▶ [EXERCISE OBJECTIVE]
Pull out every line of the material below that contains the string "rack", copying each line whole. Matching is case-sensitive.
--------------------------------------------------
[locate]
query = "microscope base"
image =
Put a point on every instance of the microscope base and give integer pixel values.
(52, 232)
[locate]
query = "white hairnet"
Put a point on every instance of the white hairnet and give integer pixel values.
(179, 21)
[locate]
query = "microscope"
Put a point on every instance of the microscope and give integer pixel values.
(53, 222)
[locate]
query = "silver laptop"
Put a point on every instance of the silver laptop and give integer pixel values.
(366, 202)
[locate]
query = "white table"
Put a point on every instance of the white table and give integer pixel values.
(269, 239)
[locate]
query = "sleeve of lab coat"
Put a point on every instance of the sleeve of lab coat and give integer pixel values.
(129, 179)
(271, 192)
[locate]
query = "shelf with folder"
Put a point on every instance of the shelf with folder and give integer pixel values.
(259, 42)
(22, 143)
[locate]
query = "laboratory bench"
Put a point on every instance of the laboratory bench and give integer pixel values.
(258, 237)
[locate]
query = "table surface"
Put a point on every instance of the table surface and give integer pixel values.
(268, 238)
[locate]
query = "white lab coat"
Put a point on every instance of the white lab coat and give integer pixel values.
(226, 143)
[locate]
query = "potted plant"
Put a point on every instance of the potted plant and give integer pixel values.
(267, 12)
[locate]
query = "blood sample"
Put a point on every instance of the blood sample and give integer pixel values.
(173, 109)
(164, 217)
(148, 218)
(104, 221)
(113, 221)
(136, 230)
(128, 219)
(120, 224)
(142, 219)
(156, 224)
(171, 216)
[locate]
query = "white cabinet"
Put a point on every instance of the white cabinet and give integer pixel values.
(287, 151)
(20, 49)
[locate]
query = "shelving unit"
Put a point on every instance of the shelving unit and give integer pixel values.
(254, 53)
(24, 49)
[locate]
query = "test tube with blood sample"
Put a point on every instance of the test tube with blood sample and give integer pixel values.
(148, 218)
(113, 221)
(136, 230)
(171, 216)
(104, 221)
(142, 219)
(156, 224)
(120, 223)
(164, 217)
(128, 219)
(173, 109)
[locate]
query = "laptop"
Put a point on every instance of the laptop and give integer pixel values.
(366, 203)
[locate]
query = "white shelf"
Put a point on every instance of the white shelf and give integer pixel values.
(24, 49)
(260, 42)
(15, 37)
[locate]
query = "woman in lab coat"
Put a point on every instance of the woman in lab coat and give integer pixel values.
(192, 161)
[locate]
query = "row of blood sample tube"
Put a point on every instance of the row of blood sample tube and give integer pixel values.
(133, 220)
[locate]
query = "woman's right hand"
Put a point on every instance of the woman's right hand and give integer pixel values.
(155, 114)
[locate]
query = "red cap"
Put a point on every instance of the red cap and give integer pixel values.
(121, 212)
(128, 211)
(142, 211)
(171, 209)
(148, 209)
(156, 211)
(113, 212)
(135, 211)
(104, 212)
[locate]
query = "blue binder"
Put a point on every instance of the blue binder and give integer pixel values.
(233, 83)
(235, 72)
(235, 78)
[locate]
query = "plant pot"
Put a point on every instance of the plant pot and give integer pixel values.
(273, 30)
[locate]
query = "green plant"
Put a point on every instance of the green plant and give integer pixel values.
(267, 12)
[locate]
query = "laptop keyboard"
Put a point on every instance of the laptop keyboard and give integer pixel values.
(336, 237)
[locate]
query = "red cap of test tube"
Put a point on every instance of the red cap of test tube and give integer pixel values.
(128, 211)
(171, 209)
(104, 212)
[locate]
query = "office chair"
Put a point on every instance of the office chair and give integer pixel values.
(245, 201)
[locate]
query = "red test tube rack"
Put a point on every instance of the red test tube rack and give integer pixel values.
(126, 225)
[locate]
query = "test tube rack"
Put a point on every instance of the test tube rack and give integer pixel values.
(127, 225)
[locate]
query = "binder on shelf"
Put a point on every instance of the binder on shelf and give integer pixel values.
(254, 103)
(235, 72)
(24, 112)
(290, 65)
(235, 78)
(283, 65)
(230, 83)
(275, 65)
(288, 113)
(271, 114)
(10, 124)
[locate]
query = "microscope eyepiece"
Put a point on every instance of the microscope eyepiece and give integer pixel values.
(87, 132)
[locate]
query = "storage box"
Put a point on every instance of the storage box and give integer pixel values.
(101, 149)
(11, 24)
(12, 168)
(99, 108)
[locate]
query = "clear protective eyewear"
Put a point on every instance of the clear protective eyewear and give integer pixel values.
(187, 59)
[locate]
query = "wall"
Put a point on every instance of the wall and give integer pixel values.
--------------------------------------------------
▶ [TASK SOLUTION]
query = "red test tube rack"
Put a point on every instance of the red test tube rack and give integer pixel values.
query = "test tube rack"
Put a point on every instance of the test tube rack and give integer pixel values.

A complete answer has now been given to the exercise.